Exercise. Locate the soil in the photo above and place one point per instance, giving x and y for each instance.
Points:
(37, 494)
...
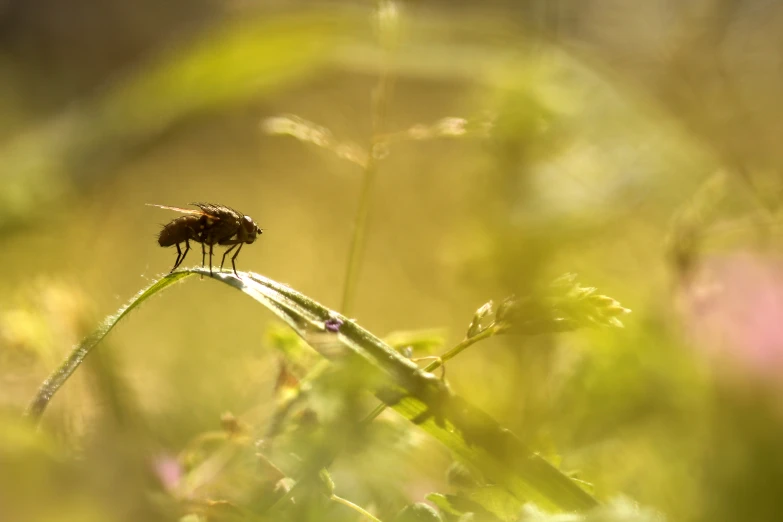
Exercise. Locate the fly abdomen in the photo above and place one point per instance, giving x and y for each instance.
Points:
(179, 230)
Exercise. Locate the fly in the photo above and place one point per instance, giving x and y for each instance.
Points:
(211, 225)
==
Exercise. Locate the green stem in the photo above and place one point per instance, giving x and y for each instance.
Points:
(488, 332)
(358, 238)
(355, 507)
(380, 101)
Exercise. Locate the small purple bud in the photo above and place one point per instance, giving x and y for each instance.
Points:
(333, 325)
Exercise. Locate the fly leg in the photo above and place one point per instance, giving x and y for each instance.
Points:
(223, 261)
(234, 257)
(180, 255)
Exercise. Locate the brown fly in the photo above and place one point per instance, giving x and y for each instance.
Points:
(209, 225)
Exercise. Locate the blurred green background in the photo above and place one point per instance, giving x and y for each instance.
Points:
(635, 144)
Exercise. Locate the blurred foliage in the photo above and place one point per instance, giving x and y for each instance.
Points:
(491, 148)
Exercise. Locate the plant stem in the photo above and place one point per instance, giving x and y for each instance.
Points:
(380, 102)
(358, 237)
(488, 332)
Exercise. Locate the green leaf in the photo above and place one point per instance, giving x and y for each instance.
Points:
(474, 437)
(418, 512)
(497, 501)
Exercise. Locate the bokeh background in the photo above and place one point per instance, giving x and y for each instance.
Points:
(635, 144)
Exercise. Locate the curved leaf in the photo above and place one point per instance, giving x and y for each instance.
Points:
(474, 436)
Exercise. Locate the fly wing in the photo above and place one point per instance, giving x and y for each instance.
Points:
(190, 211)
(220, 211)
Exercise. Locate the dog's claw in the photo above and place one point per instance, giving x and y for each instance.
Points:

**WHAT THE TASK ASKS**
Pull out each line of the data above that contains the string "stem", and list them in order.

**ANSWER**
Exercise. Locate the green stem in the photo above and place one point per instance, giving x and y for each instance.
Exercise. Locate the plant stem in the photo above and place one point per instance, giving x and y for each instance.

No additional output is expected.